- Task to carry out: Starting with the line that contains "Please locate the metal", reproduce each line through the end of the listing below, with no other output.

- Data section:
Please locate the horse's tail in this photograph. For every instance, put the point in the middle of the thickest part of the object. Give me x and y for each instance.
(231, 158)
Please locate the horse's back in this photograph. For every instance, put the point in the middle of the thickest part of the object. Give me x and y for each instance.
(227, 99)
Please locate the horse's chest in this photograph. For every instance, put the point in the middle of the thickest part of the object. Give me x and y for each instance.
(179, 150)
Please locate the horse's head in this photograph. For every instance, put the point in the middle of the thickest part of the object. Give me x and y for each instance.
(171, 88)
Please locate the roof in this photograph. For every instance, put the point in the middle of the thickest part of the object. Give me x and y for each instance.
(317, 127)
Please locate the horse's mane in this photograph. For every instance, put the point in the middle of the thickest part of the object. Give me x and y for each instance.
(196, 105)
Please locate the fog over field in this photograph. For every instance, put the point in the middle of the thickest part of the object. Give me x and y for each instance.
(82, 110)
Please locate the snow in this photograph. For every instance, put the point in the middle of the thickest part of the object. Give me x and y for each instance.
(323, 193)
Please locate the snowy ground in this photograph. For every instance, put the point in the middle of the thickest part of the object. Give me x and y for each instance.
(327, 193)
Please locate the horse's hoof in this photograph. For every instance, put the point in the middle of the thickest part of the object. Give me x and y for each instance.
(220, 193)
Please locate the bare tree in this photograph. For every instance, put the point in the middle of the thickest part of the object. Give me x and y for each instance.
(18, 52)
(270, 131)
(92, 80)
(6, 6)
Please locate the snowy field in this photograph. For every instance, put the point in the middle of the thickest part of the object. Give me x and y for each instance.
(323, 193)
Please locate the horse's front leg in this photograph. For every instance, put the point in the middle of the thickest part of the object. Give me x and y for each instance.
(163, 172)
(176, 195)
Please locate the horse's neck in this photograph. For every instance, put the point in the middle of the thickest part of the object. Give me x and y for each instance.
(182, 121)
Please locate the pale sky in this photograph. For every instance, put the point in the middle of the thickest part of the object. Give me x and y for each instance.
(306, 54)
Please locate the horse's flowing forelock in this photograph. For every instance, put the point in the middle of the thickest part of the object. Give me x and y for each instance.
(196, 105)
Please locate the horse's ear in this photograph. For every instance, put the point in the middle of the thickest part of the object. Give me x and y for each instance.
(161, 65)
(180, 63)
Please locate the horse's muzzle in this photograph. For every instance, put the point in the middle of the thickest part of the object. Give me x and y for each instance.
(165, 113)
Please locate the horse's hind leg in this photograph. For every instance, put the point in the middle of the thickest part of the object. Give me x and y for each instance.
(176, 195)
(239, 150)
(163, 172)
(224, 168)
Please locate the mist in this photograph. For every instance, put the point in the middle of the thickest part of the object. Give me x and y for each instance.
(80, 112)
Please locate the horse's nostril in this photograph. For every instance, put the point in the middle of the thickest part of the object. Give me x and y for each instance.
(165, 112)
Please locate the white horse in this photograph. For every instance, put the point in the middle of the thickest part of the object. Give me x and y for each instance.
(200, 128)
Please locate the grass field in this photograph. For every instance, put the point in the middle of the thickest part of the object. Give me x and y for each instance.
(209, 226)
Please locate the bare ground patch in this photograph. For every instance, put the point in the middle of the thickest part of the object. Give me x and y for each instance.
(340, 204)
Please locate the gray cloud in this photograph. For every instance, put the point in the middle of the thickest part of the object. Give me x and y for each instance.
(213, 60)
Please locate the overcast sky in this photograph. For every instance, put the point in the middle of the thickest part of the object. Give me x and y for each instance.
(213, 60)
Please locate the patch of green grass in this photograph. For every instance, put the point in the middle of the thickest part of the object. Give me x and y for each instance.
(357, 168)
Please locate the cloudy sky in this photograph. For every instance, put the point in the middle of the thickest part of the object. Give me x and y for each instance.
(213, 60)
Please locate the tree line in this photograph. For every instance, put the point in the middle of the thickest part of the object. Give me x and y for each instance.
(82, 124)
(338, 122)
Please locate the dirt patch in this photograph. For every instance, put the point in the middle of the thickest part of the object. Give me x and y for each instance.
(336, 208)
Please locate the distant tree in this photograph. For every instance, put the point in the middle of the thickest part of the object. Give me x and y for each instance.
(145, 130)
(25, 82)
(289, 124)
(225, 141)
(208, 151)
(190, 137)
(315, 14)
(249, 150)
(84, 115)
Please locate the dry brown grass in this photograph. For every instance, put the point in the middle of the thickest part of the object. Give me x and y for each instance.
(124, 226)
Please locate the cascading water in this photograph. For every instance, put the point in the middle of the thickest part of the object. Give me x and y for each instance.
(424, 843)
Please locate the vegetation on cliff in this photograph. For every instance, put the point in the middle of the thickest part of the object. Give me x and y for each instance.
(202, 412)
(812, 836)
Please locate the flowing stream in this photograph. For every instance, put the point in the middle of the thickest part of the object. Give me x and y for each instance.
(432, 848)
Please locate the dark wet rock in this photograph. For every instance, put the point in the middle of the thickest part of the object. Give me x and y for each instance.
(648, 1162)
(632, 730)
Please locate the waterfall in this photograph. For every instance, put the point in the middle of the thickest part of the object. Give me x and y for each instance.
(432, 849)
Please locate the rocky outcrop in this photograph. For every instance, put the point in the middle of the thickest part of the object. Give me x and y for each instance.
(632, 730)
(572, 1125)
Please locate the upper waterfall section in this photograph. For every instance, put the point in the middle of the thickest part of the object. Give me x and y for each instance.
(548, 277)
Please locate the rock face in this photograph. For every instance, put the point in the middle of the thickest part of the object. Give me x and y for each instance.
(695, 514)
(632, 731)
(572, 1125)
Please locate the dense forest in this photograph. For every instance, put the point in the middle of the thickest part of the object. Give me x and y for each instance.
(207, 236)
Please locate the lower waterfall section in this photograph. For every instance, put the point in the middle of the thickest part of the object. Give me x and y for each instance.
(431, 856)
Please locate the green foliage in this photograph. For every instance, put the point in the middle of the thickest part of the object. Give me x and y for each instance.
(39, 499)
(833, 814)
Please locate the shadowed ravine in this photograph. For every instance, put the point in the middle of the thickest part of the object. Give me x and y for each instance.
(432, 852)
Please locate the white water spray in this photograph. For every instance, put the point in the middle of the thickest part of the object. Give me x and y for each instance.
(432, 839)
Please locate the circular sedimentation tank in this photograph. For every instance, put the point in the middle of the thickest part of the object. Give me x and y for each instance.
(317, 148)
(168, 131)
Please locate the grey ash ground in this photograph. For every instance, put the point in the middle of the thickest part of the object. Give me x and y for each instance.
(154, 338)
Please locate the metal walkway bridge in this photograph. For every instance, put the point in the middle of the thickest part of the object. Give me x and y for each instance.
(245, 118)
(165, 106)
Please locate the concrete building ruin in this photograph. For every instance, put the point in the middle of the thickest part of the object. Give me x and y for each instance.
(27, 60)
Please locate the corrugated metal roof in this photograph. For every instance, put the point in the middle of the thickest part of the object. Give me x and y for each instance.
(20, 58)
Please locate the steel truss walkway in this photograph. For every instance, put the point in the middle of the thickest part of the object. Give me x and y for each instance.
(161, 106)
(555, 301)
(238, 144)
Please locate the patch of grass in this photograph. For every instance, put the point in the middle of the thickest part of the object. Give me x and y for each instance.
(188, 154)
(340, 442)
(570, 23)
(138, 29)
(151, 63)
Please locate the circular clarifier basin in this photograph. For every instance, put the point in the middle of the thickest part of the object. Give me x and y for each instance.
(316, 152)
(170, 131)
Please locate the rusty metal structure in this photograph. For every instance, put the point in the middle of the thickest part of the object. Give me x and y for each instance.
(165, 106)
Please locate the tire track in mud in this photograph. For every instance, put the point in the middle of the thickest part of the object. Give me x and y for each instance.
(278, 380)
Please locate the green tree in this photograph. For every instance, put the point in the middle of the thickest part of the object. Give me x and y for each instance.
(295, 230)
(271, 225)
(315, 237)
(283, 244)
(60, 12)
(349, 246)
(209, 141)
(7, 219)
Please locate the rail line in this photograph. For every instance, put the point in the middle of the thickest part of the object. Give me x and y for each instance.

- Solution to this task:
Please locate the metal walkway bridge in this photograph. For every instance, put the point in the middle of the thickest part of the object. Give me x and y for each instance.
(245, 118)
(165, 106)
Please locate the concrete building ruin in this photograph. For every instance, put the point in the middle of the thickest part of the object. Give me x and y for each instance.
(27, 60)
Please locate the corrugated metal roof in this photograph. For every instance, put the point in the middle of the thickest part of the object. Give me x and y for each instance.
(20, 58)
Please locate the steel truss walkway in this photograph. For every instance, put the point in the middle of the thickest part of the object. Give me x and y for each instance.
(161, 106)
(555, 301)
(238, 144)
Please locate the patch of grass in this photograph. For every instance, put the point in the middle of the thickest part of the object. Give me x and y for each instance.
(188, 154)
(340, 442)
(570, 23)
(138, 29)
(151, 63)
Please locate the circular clarifier basin in this photograph. For every instance, put the point in the middle of the thickest part of the object. Give me x and y for each instance.
(316, 152)
(170, 131)
Please locate the rusty metal structure in this photograph. For every instance, put the point in the middle of the thickest part of the object. Give me x and y for each instance.
(165, 106)
Please locate the tire track in mud in this photograph. For every instance, put the point in the middle of the thickest part of the object. Give me x and y for each instance.
(278, 380)
Please locate the green tree in this photograph. For every instance, put the point in the middle of the thickest part of the object. Give me x and y for each instance.
(295, 230)
(271, 225)
(315, 237)
(283, 244)
(60, 12)
(349, 246)
(209, 141)
(7, 219)
Please locate the rail line in this photograph. For every instance, put the point in the middle of the thickest part of the object. Give me x and y for each instance.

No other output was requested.